━━ EXERCISE MATERIALS ━━

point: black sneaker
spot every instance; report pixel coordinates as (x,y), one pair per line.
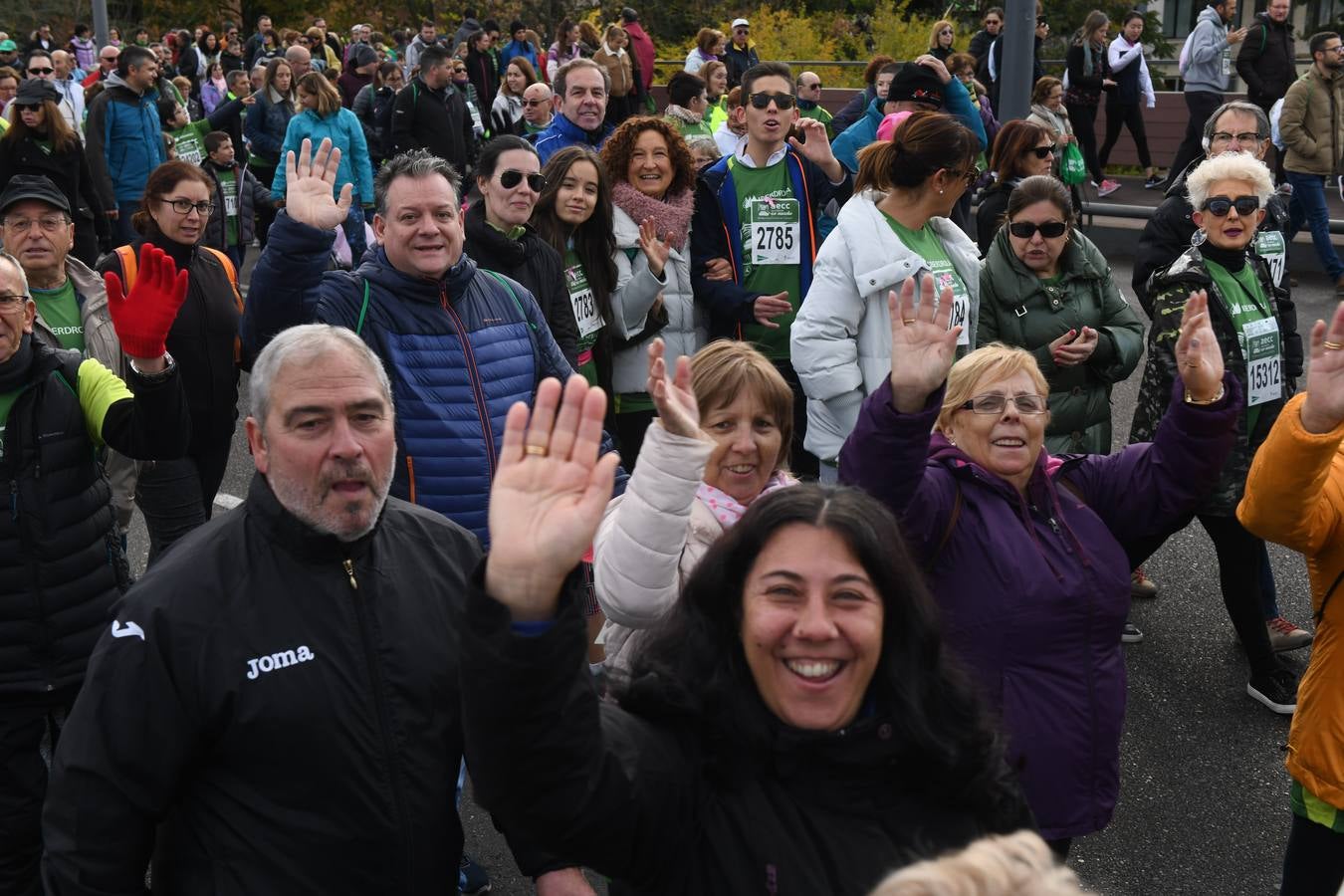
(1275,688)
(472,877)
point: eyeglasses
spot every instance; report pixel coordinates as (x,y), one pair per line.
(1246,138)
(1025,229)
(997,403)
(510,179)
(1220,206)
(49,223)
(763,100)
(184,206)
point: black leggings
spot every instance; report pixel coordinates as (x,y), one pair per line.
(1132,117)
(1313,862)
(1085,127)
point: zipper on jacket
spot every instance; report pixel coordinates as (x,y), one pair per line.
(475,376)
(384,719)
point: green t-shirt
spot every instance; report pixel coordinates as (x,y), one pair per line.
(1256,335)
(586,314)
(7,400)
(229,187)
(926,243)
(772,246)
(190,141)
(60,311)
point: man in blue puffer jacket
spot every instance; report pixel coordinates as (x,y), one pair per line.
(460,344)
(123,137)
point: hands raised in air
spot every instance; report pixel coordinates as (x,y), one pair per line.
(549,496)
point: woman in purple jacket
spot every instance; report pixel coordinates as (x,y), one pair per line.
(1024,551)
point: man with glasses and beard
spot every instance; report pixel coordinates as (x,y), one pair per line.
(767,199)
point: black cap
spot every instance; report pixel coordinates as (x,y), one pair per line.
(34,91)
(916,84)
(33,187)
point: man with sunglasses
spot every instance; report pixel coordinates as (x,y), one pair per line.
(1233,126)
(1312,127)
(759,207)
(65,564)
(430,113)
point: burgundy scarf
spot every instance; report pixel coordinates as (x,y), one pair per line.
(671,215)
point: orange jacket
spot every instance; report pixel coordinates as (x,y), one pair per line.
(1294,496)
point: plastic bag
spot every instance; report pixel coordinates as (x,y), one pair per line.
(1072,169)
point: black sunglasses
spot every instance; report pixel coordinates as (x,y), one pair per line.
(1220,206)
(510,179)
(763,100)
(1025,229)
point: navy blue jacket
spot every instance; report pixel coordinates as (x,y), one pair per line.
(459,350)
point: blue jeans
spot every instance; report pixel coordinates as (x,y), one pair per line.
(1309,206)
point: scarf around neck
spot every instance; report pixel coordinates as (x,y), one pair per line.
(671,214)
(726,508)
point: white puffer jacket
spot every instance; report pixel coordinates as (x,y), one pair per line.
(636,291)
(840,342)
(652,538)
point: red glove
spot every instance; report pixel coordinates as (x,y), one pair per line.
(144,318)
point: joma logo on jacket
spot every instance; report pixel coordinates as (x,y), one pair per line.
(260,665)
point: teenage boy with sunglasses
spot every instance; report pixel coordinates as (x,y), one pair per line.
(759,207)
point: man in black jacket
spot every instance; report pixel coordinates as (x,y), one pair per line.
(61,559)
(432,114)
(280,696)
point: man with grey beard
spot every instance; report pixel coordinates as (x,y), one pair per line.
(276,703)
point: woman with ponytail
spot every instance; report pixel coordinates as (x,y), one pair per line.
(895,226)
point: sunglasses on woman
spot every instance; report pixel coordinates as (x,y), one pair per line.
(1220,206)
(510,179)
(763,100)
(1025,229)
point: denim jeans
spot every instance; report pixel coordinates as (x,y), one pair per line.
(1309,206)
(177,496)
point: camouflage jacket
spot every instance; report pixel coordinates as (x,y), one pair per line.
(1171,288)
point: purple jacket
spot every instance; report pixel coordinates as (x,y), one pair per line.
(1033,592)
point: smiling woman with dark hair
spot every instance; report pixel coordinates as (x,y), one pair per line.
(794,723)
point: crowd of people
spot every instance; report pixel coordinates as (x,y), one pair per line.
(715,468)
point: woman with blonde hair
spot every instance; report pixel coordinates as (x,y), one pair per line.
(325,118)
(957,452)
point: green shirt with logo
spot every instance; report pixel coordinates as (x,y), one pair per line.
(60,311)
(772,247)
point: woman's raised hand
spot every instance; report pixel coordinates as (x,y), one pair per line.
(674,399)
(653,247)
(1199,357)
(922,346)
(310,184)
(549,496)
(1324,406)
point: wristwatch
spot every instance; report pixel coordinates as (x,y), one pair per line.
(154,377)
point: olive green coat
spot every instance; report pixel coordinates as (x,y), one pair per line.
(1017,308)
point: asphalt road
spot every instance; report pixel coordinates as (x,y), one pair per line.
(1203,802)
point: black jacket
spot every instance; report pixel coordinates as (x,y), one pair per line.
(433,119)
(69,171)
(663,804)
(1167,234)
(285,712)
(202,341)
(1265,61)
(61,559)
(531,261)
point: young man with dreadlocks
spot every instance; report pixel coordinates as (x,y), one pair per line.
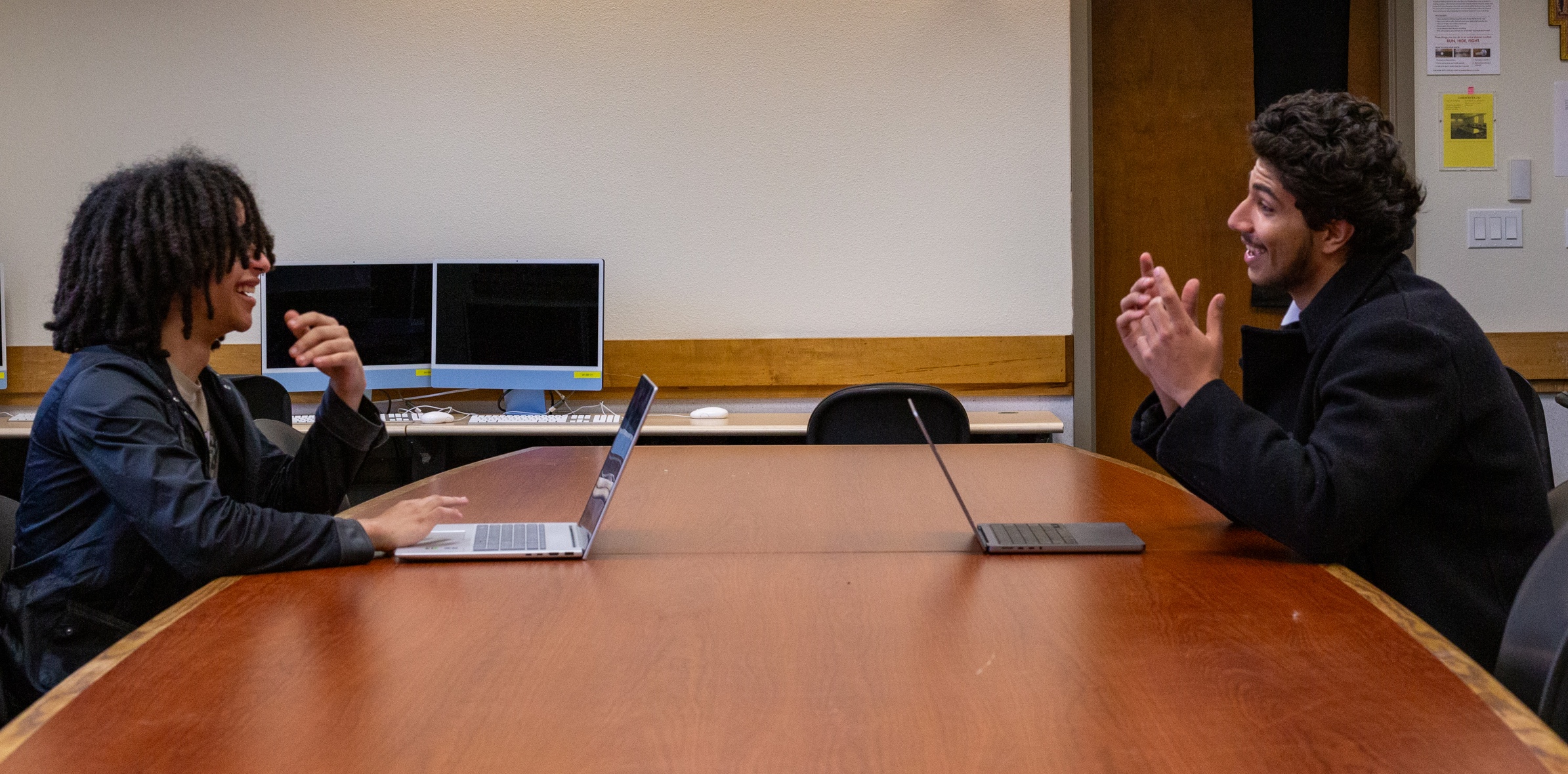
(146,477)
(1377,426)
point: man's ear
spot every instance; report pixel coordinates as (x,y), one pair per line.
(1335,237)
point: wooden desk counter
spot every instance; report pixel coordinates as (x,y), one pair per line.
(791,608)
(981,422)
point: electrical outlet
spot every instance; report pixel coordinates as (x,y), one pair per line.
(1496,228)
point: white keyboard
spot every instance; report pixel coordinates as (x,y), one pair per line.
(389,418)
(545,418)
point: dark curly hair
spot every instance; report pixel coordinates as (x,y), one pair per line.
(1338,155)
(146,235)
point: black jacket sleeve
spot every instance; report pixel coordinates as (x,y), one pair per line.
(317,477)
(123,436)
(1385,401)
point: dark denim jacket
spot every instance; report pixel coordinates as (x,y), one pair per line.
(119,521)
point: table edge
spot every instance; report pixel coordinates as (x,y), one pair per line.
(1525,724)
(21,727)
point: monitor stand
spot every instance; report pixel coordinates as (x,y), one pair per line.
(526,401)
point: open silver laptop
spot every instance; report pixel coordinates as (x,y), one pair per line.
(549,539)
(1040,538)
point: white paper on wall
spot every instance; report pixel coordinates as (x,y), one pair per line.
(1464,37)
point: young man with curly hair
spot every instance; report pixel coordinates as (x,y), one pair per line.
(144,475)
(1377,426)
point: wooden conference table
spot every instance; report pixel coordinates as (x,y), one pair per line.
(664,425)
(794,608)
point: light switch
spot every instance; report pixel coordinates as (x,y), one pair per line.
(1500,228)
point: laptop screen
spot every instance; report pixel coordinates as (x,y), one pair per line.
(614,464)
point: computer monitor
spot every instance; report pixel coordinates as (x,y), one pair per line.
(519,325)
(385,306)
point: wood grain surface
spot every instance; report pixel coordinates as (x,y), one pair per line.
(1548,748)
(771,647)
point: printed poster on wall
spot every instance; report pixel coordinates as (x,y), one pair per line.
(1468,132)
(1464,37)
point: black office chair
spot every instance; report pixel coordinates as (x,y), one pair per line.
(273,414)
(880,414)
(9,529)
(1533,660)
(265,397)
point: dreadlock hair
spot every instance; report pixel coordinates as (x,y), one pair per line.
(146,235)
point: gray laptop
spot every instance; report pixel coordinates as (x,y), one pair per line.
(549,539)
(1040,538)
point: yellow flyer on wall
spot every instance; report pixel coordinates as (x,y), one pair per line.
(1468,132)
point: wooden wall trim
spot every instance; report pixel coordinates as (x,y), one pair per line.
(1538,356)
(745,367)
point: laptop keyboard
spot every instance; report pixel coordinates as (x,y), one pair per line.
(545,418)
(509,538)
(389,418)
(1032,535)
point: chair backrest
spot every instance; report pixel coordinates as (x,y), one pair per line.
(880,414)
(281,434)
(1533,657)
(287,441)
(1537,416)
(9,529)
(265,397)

━━━

» EXERCISE GOAL: Write out the listing again, swapping "spot every instance" for "locate each instance" everywhere and keeping everything else the same. Leave out the pictures.

» WRITTEN REPLY:
point: black sneaker
locate each instance; report pixel coordinates as (x,y), one pair per line.
(1275,688)
(472,877)
point: eyeglasses
locate each instance; report pixel coordinates as (x,y), one pair per line.
(1246,138)
(1025,229)
(997,403)
(510,179)
(1220,206)
(49,223)
(763,100)
(184,206)
point: black leggings
locate each instance; report pixel coordinates as (x,y), one pair per line.
(1132,117)
(1313,862)
(1085,127)
point: zipper on jacket
locate each instance; report pixel coordinates as (x,y), one pair per line.
(475,376)
(384,719)
point: green t-shirt
locate each instance; report pixel coordinates as (x,y), one pair per line.
(1256,335)
(586,314)
(7,400)
(229,187)
(926,243)
(772,246)
(190,141)
(60,311)
point: man in blue puffer jacket
locate each instance; report pixel coordinates as (x,y), one pair per line.
(460,344)
(123,137)
point: hands raised in air
locate each instance; report pixel coordinates as (x,y), one pair per line.
(549,496)
point: woman in purple jacket
locate each instance; report pixel coordinates as (x,y), one pair per line.
(1024,551)
point: man with glasses and beard
locate each instance; report pixel coordinates as (x,y), one pair per line.
(767,199)
point: black cap
locate each instance; report pixel coordinates as (x,y), one pair per line.
(34,91)
(916,84)
(33,187)
point: man with sunglasses
locate each instance; report pixel coordinates as (x,y), one pair per line.
(1233,126)
(1312,127)
(759,207)
(65,564)
(430,113)
point: burgundy scarf
locate each instance; report pixel coordinates as (x,y), one pair per line.
(671,215)
point: orange jacket
locate each instance; report pixel coordinates as (x,y), one pair per line.
(1294,496)
point: plastic bag
locate each instance; report pixel coordinates as (x,y), one pair per line.
(1072,169)
point: black sunglasses
locate each instance; report pixel coordinates as (x,y), one pair per line.
(1220,206)
(510,179)
(763,100)
(1025,229)
point: navy blue jacket
locate each instance; report pixel coordinates as (x,y), one pair per line.
(459,350)
point: blue jeans
locate each instance; report pixel coordinates as (x,y), one pair per line.
(1309,206)
point: scarf around neck
locate each instance; report pixel coordinates as (x,y), one pair per line.
(671,214)
(726,508)
point: white puffer jacket
locate each instance; report pixel coordinates as (x,y), one pair per line.
(636,291)
(840,342)
(652,538)
point: red glove
locate each instance; report pixel coordinates as (x,y), one pair per line.
(144,318)
point: joma logo on jacket
locate each instance; report pixel coordinates as (x,y), one pair per line.
(260,665)
point: teenage boy with sunglasses
locate each instance; report pixel coordinates as (x,y), one pair per line.
(759,207)
point: man in black jacket
locate each instance; report pixel coordinates as (x,y), one pair per line.
(61,559)
(432,114)
(280,696)
point: man with grey beard
locate each instance; report pixel coordinates as (x,y), one pair per line.
(276,703)
point: woman with ponytail
locate each instance; report pixel coordinates as (x,y), one pair per line.
(895,226)
point: sunglasses on woman
locate each instance; report pixel coordinates as (x,y), one pair per line.
(1220,206)
(510,179)
(763,100)
(1025,229)
point: denim jeans
locate each instance; report pixel coordinates as (x,y), one pair per line.
(1309,206)
(177,496)
point: camouflage jacket
locate each instance; report pixel coordinates as (x,y), one pair per line.
(1171,288)
point: purple jacket
locate each instance; report pixel coordinates as (x,y), one pair per line.
(1033,592)
point: smiling woman with dark hair
locate each instance; report pixel coordinates as (x,y), one pair per line.
(794,723)
point: crowd of people
locate each instance; report pixel coordinates as (x,y), one pair per line.
(715,468)
point: woman with blonde hair
locate each instance; report pixel coordinates as (x,y), one pair per line.
(325,118)
(957,452)
point: green shirt with logo
locate each instance; report pixel coordinates as (x,y), one pair per line.
(60,311)
(772,247)
point: woman's raised hand
locate each instance; report pixel coordinates as (x,y), one pair per line.
(674,399)
(653,247)
(1199,357)
(922,346)
(310,184)
(549,496)
(1324,406)
point: wristwatch
locate each instance; report pixel coordinates as (x,y), one pair per line.
(154,377)
point: olive green coat
locate each instance; report pixel coordinates as (x,y), one pair per line.
(1017,308)
point: asphalt road
locate each instance; report pixel coordinates as (x,y), one pair per line.
(1203,802)
point: black jacket
locate each instance; report pixel coordinates as (x,y), one pair per line.
(433,119)
(69,171)
(663,804)
(1167,234)
(285,712)
(202,341)
(1265,61)
(61,559)
(531,261)
point: young man with dreadlocks
locate each instance; report pixel coordinates as (x,y), one pair per line.
(146,477)
(1377,426)
point: man's ear
locate each instance; report pixel coordinates as (x,y), one pair per line.
(1335,237)
point: wooden desk counter
locate each instance; report pixel coordinates as (x,y), one pair per line.
(791,608)
(981,422)
point: electrical outlet
locate each instance; report pixel coordinates as (x,y), one pair per line.
(1496,228)
point: white keyboard
locate each instance; report pixel coordinates as (x,y), one pair per line.
(389,418)
(545,418)
point: dark curly hair
locate each instance; report pixel coordinates as (x,y), one pair per line.
(1338,155)
(146,235)
point: black jacket sleeve
locate each instance; report pixel coordinates as (x,y), one pair per line.
(317,477)
(123,436)
(1385,401)
point: dark denim jacket
locate each instance; report pixel coordinates as (x,y), one pair per line.
(119,521)
point: table edge
locate each instance; report pixel coordinates as (x,y), one pair per line.
(1525,724)
(21,727)
point: monitor stand
locate each instance; report pixel coordinates as (x,y), one pair per line.
(526,401)
point: open silver laptop
locate each instance; report pixel coordinates as (x,y), one pair per line.
(549,539)
(1040,538)
point: white paper on wall
locate each instance; report pixel coordinates as (x,y), one pair per line.
(1464,37)
point: young man with curly hair
locate each instance; report pixel coordinates as (x,y), one pair per line.
(144,475)
(1377,426)
point: wooden conference table
locate each instance; report pixel coordinates as (x,y), one pair per line.
(664,425)
(794,608)
point: light switch
locate each instance; report pixel coordinates as (x,y), one pair per line.
(1500,228)
point: laptop screen
locate each instance; report pixel coordinates as (x,y), one pair per line.
(614,464)
point: computer monitor
locate each instance; report pixel coordinates as (x,y), one pair per line.
(519,325)
(385,306)
point: wood grain surface
locate each instance; report pixel coordinates as (x,y), one pair per line.
(1548,748)
(771,647)
point: printed poster on wall
locate each instance; report pixel coordinates as (x,y), one pair per line.
(1468,132)
(1464,37)
point: black office chair
locate each instance; report pixel coordinates as (x,y), one pair per line.
(273,414)
(880,414)
(9,529)
(1533,660)
(265,397)
point: dreadlock hair
locate each instance; report pixel coordinates as (x,y), one pair per line.
(146,235)
point: gray laptop
locate each instance; report pixel coordinates as (x,y), one pair per line.
(549,539)
(1040,538)
point: yellow flyer on wall
locate each instance; report pixel coordinates as (x,y), one pair per line.
(1468,132)
point: wooden wall trim
locate each instance; report pixel coordinates as (x,y), one pair per line.
(1538,356)
(745,367)
point: laptop keyboard
locate each instance; report pixel coordinates as (x,y), one pair per line.
(545,418)
(509,538)
(389,418)
(1032,535)
point: chair backrest
locate each instance; report pixel coordinates as (x,y), one pair per line.
(880,414)
(281,434)
(1533,657)
(287,441)
(1537,416)
(9,529)
(265,397)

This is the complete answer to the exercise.